**PROVIDED RECORDS**
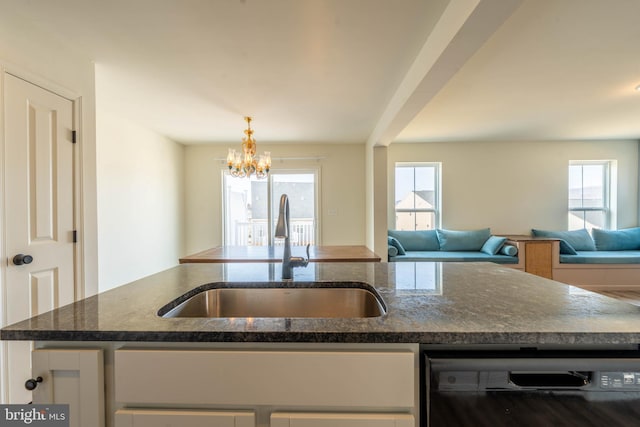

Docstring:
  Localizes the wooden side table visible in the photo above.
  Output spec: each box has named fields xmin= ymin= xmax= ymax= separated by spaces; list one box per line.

xmin=506 ymin=236 xmax=558 ymax=279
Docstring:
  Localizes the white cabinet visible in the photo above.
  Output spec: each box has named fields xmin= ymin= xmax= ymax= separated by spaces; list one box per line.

xmin=115 ymin=409 xmax=256 ymax=427
xmin=115 ymin=350 xmax=416 ymax=409
xmin=114 ymin=348 xmax=418 ymax=427
xmin=31 ymin=349 xmax=105 ymax=427
xmin=270 ymin=412 xmax=415 ymax=427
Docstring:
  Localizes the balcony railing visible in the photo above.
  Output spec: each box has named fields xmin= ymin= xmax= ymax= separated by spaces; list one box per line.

xmin=227 ymin=218 xmax=315 ymax=246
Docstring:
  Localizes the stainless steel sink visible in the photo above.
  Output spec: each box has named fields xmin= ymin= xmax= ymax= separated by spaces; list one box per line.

xmin=158 ymin=282 xmax=385 ymax=318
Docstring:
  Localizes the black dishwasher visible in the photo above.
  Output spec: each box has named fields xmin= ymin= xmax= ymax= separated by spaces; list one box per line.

xmin=421 ymin=351 xmax=640 ymax=427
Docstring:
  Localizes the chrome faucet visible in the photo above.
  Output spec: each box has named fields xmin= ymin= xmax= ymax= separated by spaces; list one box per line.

xmin=275 ymin=194 xmax=309 ymax=280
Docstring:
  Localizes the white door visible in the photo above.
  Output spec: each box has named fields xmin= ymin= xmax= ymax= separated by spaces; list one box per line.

xmin=2 ymin=74 xmax=75 ymax=403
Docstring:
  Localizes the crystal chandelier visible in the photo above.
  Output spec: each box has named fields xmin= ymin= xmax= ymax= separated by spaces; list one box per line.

xmin=227 ymin=117 xmax=271 ymax=179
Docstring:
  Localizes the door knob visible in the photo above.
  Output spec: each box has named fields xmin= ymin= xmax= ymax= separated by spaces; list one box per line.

xmin=24 ymin=377 xmax=42 ymax=391
xmin=13 ymin=254 xmax=33 ymax=265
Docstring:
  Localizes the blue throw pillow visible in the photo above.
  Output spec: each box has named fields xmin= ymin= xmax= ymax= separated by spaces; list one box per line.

xmin=436 ymin=228 xmax=491 ymax=251
xmin=480 ymin=236 xmax=507 ymax=255
xmin=591 ymin=227 xmax=640 ymax=251
xmin=387 ymin=236 xmax=406 ymax=256
xmin=387 ymin=230 xmax=440 ymax=251
xmin=500 ymin=245 xmax=518 ymax=256
xmin=531 ymin=228 xmax=596 ymax=255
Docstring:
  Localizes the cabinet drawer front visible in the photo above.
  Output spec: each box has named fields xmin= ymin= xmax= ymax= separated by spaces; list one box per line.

xmin=115 ymin=409 xmax=256 ymax=427
xmin=115 ymin=350 xmax=418 ymax=408
xmin=271 ymin=413 xmax=415 ymax=427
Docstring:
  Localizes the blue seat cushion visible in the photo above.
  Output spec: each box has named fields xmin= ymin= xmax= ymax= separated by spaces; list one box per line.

xmin=387 ymin=236 xmax=405 ymax=256
xmin=388 ymin=230 xmax=440 ymax=251
xmin=560 ymin=250 xmax=640 ymax=264
xmin=436 ymin=228 xmax=491 ymax=251
xmin=480 ymin=236 xmax=507 ymax=255
xmin=591 ymin=227 xmax=640 ymax=251
xmin=393 ymin=251 xmax=518 ymax=264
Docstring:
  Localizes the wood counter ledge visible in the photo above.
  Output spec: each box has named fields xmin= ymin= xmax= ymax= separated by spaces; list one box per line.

xmin=0 ymin=262 xmax=640 ymax=346
xmin=180 ymin=246 xmax=380 ymax=264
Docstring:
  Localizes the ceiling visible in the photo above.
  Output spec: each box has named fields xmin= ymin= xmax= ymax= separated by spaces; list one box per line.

xmin=0 ymin=0 xmax=640 ymax=145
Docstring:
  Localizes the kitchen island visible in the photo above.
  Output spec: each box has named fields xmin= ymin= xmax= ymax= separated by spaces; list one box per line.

xmin=1 ymin=263 xmax=640 ymax=427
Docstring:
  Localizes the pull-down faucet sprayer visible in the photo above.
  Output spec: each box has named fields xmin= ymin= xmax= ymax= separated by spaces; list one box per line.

xmin=275 ymin=194 xmax=309 ymax=280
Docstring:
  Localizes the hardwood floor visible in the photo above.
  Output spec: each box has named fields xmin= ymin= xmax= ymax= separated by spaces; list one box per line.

xmin=597 ymin=290 xmax=640 ymax=305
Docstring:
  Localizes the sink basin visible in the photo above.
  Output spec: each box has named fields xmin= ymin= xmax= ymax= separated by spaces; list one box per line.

xmin=158 ymin=282 xmax=385 ymax=318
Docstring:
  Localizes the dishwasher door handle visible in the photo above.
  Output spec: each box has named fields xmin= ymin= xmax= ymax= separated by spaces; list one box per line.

xmin=428 ymin=357 xmax=640 ymax=372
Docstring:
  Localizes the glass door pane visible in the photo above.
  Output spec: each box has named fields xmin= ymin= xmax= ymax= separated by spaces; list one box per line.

xmin=270 ymin=172 xmax=316 ymax=246
xmin=224 ymin=174 xmax=269 ymax=246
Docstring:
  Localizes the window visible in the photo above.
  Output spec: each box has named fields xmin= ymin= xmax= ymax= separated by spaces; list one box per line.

xmin=395 ymin=163 xmax=440 ymax=230
xmin=223 ymin=171 xmax=318 ymax=246
xmin=569 ymin=161 xmax=611 ymax=230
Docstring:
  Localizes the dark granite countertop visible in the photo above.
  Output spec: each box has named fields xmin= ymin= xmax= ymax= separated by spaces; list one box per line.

xmin=0 ymin=263 xmax=640 ymax=345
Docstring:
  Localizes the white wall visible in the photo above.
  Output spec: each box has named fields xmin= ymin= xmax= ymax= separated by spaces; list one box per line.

xmin=97 ymin=108 xmax=184 ymax=291
xmin=388 ymin=141 xmax=638 ymax=234
xmin=185 ymin=141 xmax=365 ymax=254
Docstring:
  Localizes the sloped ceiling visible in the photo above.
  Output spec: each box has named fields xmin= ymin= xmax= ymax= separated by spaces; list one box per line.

xmin=0 ymin=0 xmax=640 ymax=145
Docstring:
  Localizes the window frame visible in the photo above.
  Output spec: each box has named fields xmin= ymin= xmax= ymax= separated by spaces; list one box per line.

xmin=221 ymin=168 xmax=322 ymax=246
xmin=567 ymin=160 xmax=613 ymax=229
xmin=393 ymin=162 xmax=442 ymax=230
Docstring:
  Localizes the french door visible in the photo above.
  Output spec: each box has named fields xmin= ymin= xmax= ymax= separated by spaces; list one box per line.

xmin=223 ymin=170 xmax=318 ymax=246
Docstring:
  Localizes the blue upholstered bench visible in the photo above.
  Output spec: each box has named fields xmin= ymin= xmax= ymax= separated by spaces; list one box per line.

xmin=388 ymin=228 xmax=521 ymax=265
xmin=532 ymin=227 xmax=640 ymax=290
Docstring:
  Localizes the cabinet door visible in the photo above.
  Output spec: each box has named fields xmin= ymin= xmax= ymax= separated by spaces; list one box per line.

xmin=115 ymin=409 xmax=256 ymax=427
xmin=31 ymin=349 xmax=105 ymax=427
xmin=271 ymin=412 xmax=415 ymax=427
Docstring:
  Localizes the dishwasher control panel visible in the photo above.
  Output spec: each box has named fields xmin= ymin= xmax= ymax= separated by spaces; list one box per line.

xmin=598 ymin=372 xmax=640 ymax=390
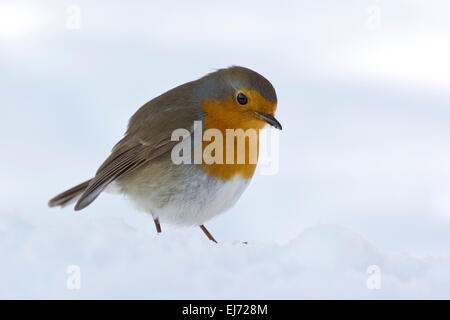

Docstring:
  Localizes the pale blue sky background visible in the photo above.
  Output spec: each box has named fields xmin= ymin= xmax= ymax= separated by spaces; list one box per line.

xmin=0 ymin=0 xmax=450 ymax=253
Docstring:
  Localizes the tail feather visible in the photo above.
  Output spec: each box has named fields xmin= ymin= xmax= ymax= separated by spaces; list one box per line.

xmin=48 ymin=179 xmax=92 ymax=207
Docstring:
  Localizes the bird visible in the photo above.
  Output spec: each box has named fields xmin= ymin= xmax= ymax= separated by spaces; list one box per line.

xmin=48 ymin=66 xmax=282 ymax=243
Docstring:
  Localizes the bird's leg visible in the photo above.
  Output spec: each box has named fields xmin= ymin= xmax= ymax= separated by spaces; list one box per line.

xmin=153 ymin=219 xmax=161 ymax=233
xmin=200 ymin=225 xmax=217 ymax=243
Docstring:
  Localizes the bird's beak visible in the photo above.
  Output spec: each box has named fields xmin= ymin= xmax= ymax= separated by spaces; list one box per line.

xmin=255 ymin=111 xmax=282 ymax=130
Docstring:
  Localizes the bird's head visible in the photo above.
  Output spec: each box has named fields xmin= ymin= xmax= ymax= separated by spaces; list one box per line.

xmin=198 ymin=66 xmax=282 ymax=130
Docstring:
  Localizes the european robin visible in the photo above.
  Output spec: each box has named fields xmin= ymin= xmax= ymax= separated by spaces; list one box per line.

xmin=49 ymin=66 xmax=281 ymax=242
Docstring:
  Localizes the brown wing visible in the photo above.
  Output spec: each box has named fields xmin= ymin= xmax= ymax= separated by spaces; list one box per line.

xmin=75 ymin=136 xmax=178 ymax=210
xmin=71 ymin=82 xmax=202 ymax=210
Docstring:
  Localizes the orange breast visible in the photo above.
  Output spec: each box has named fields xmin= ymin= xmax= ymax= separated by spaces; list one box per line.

xmin=197 ymin=97 xmax=265 ymax=180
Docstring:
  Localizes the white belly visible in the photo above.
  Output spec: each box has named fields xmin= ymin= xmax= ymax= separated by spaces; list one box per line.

xmin=112 ymin=167 xmax=251 ymax=226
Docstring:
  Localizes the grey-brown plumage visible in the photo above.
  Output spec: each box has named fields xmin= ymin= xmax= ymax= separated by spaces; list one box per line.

xmin=49 ymin=66 xmax=281 ymax=239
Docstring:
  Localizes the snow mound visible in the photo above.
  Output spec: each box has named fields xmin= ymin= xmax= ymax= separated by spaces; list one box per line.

xmin=0 ymin=214 xmax=450 ymax=299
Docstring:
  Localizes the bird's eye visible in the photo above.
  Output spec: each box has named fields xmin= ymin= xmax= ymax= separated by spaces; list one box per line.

xmin=237 ymin=92 xmax=248 ymax=105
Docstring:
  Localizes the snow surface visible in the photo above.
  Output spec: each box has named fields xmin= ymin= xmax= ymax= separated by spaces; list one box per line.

xmin=0 ymin=214 xmax=450 ymax=299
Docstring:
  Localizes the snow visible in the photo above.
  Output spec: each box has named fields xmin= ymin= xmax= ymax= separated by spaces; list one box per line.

xmin=0 ymin=213 xmax=450 ymax=299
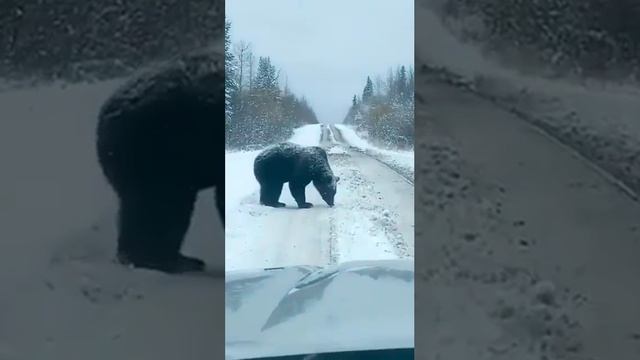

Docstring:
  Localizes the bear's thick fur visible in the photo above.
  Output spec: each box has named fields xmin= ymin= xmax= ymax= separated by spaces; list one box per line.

xmin=96 ymin=49 xmax=225 ymax=273
xmin=253 ymin=142 xmax=340 ymax=208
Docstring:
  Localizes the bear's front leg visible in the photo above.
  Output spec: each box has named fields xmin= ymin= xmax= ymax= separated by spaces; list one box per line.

xmin=260 ymin=182 xmax=286 ymax=208
xmin=289 ymin=182 xmax=313 ymax=209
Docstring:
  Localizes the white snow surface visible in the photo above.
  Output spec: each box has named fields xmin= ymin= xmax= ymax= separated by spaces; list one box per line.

xmin=416 ymin=0 xmax=640 ymax=197
xmin=416 ymin=0 xmax=640 ymax=359
xmin=0 ymin=81 xmax=224 ymax=360
xmin=335 ymin=124 xmax=415 ymax=179
xmin=225 ymin=125 xmax=413 ymax=271
xmin=224 ymin=124 xmax=321 ymax=214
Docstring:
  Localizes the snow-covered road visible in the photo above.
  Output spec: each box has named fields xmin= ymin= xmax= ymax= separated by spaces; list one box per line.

xmin=0 ymin=82 xmax=224 ymax=360
xmin=225 ymin=125 xmax=414 ymax=271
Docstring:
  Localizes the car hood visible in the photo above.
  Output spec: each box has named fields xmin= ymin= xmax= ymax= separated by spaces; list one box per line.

xmin=225 ymin=260 xmax=414 ymax=359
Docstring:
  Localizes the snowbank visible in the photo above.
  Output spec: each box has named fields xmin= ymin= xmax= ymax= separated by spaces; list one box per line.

xmin=335 ymin=124 xmax=415 ymax=178
xmin=416 ymin=1 xmax=640 ymax=197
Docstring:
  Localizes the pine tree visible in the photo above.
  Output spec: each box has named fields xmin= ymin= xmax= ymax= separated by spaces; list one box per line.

xmin=224 ymin=21 xmax=237 ymax=125
xmin=396 ymin=65 xmax=408 ymax=103
xmin=362 ymin=76 xmax=373 ymax=104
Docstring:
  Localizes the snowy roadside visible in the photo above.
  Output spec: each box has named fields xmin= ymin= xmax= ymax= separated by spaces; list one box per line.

xmin=416 ymin=1 xmax=640 ymax=198
xmin=331 ymin=124 xmax=415 ymax=182
xmin=225 ymin=125 xmax=413 ymax=271
xmin=0 ymin=81 xmax=224 ymax=360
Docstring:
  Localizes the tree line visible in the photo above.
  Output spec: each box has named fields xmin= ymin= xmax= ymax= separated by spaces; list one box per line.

xmin=344 ymin=65 xmax=415 ymax=149
xmin=441 ymin=0 xmax=640 ymax=80
xmin=225 ymin=21 xmax=318 ymax=148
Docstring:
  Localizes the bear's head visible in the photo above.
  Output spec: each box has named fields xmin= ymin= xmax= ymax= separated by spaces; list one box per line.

xmin=313 ymin=174 xmax=340 ymax=207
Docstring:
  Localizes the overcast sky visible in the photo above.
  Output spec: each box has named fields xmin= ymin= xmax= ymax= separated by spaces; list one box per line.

xmin=225 ymin=0 xmax=414 ymax=123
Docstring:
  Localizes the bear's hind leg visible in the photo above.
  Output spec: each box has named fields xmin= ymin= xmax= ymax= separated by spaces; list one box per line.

xmin=118 ymin=189 xmax=205 ymax=273
xmin=260 ymin=183 xmax=286 ymax=208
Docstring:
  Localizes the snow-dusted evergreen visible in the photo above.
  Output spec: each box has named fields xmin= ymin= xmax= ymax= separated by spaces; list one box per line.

xmin=344 ymin=65 xmax=414 ymax=149
xmin=226 ymin=21 xmax=318 ymax=148
xmin=224 ymin=21 xmax=238 ymax=126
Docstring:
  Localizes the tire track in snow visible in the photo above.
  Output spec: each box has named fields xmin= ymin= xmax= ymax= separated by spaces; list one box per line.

xmin=225 ymin=126 xmax=413 ymax=270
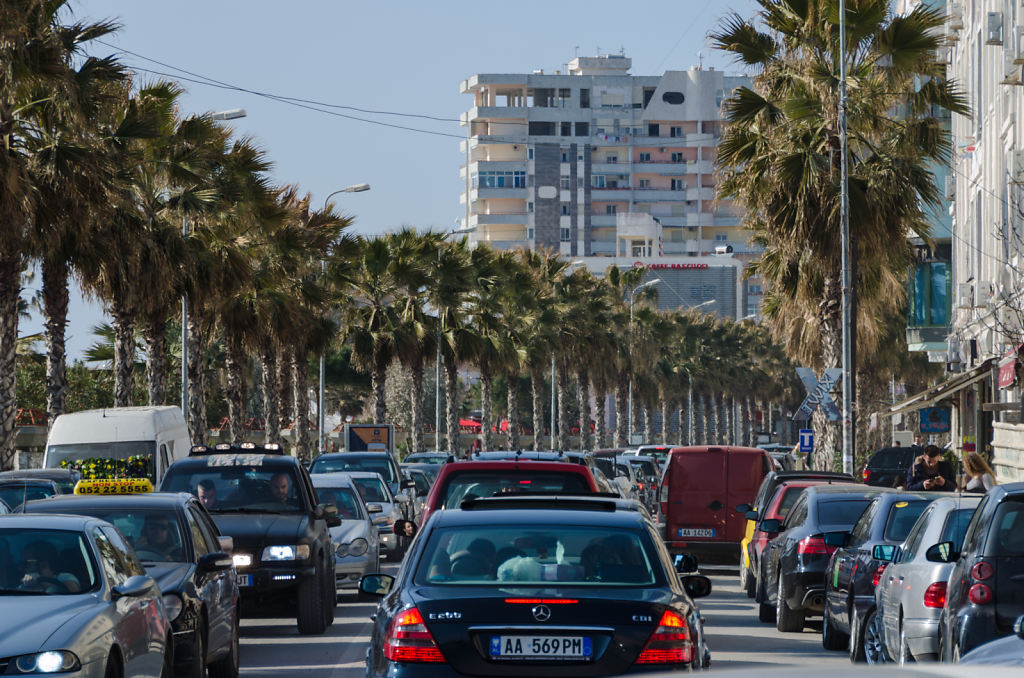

**TO DO**
Write out the records word for word, from their first line through the line containing "xmin=506 ymin=236 xmax=558 ymax=279", with both of those lines included. Leave the pictures out of your answer.

**EXERCISE SOLUTION**
Docstring:
  Localizes the wooden side table visible in the photo above.
  Output spec: each box has named fields xmin= ymin= xmax= ymax= separated by spaces; list one box per line.

xmin=506 ymin=236 xmax=558 ymax=279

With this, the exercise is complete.